▸ ESTRATTO DEL TESTO
▬▬▬▬▬▬
Una sentenza depositata al Tribunale di Ivrea potrebbe modificare per sempre il nostro rapporto con i cellulari. La corte avrebbe, infatti, deliberato che i danni causati dall’uso indiscriminato dello strumento sarebbero pari a quelli di Hiroshima.
Dei disastri causati dall’esplosione della prima bomba atomica sulla città di Hiroshima, durante la Seconda Guerra Mondiale, si scontano ancora oggi le conseguenze. Non è più un mistero, infatti, che le malformazioni genetiche sui neonati, i tumori e le malattie di ogni sorta che affliggono la popolazione locale siano dovute proprio alle immense radiazioni immesse nell’ambiente in quell’occasione. Niente di nuovo, quindi, se non fosse per la sentenza choc del Tribunale di Ivrea, in cui si afferma che i danni provocati dall’esplosione di un’atomica siano praticamente pari a quelli causati dall’utilizzo abnorme del cellulare.
▬▬▬▬▬▬
▸ VOCI ESTRATTE
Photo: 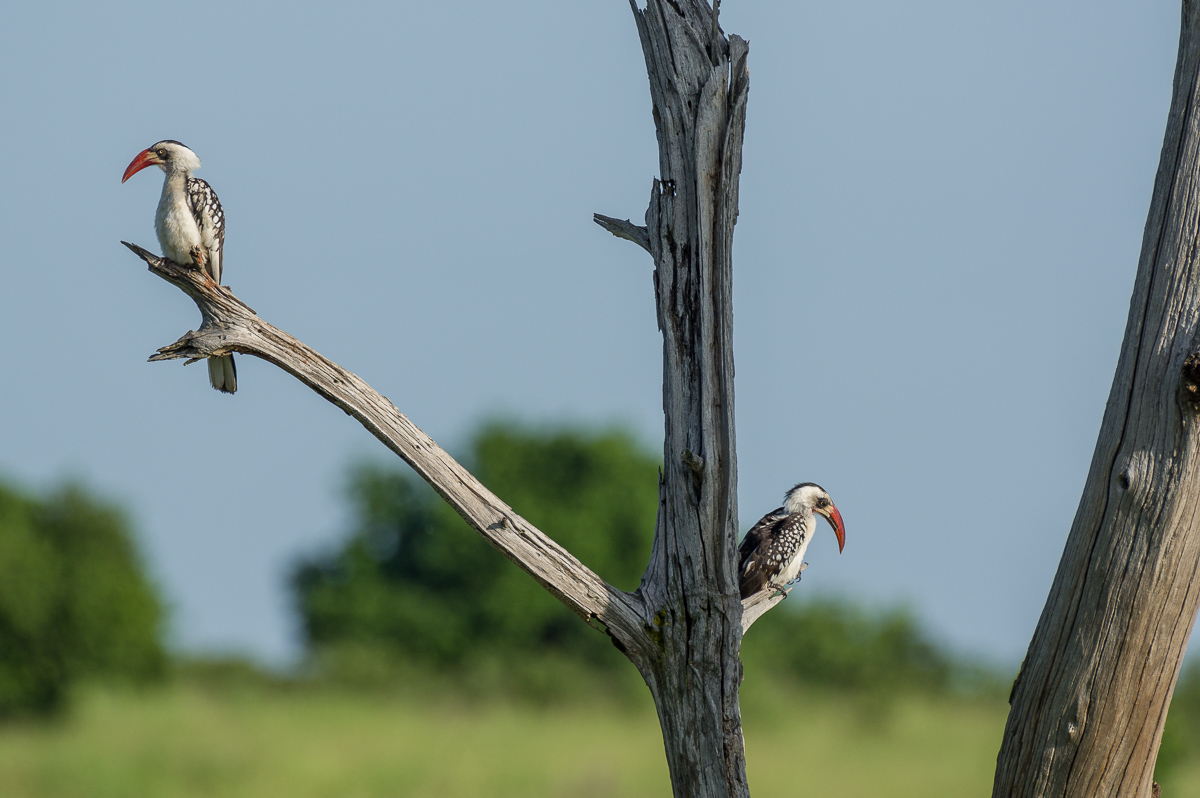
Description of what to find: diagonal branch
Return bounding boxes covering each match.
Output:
[122,241,653,664]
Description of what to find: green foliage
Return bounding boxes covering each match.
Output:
[0,485,166,716]
[1154,661,1200,782]
[293,425,658,683]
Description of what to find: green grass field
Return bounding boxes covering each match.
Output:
[0,683,1200,798]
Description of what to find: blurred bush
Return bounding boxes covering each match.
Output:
[293,424,982,695]
[0,485,166,716]
[1154,659,1200,785]
[293,424,658,691]
[742,589,965,692]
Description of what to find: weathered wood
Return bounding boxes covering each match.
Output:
[992,0,1200,798]
[122,242,653,656]
[630,0,749,798]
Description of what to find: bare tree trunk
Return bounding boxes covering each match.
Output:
[126,0,758,798]
[992,0,1200,798]
[614,0,749,798]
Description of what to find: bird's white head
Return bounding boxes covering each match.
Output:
[784,482,846,552]
[121,139,200,182]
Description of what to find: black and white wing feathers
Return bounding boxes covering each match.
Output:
[187,178,224,286]
[738,508,788,599]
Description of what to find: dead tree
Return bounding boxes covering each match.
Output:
[126,0,763,798]
[992,0,1200,798]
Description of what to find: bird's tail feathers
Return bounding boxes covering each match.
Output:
[209,355,238,394]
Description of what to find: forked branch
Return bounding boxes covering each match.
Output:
[122,241,650,662]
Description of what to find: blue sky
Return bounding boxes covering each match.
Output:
[0,0,1180,662]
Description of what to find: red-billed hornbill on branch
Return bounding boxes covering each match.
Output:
[121,139,238,394]
[738,482,846,599]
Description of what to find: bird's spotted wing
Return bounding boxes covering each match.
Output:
[187,178,224,284]
[738,508,787,599]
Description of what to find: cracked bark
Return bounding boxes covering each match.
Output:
[992,0,1200,798]
[126,0,768,798]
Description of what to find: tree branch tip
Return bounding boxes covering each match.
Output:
[592,214,653,254]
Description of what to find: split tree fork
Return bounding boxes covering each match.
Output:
[121,0,1200,798]
[130,0,768,798]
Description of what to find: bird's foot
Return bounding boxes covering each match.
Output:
[191,244,204,269]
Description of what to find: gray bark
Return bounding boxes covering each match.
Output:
[126,0,758,798]
[614,0,749,798]
[992,0,1200,798]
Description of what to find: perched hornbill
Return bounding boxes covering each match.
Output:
[738,482,846,599]
[121,139,238,394]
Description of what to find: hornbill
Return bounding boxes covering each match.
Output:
[121,139,238,394]
[738,482,846,599]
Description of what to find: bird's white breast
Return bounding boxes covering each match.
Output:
[154,175,200,263]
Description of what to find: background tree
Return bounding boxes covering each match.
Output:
[293,424,960,696]
[0,485,166,716]
[992,0,1200,798]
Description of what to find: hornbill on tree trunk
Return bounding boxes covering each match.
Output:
[738,482,846,599]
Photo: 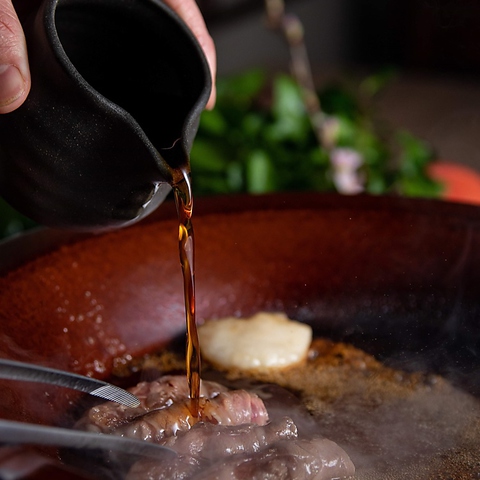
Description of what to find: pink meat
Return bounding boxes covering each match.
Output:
[75,375,227,433]
[127,417,355,480]
[113,390,268,443]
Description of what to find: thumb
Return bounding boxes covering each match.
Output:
[0,0,30,113]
▬▬▬▬▬▬
▸ ESERCIZIO 1
Per favore, riscrivi il tratto del testo sulla sentenza di Ivrea da "Una sentenza depositata" fino a "quelli di Hiroshima.", sostituendo "sentenza" con "pronuncia".
▸ ESERCIZIO 2
Rispondi a queste domande sul testo sulla sentenza di Ivrea.
(a) Presso quale tribunale è stata depositata la sentenza?
(b) Durante quale guerra è esplosa la prima bomba atomica su Hiroshima?
(c) A che cosa sono dovute le malformazioni genetiche sui neonati di Hiroshima?

▸ SOLUZIONE SCRITTA 1
Una pronuncia depositata al Tribunale di Ivrea potrebbe modificare per sempre il nostro rapporto con i cellulari. La corte avrebbe, infatti, deliberato che i danni causati dall’uso indiscriminato dello strumento sarebbero pari a quelli di Hiroshima.

▸ SOLUZIONE SCRITTA 2
(a) Presso il Tribunale di Ivrea.
(b) Durante la Seconda Guerra Mondiale.
(c) Alle immense radiazioni immesse nell'ambiente in quell'occasione.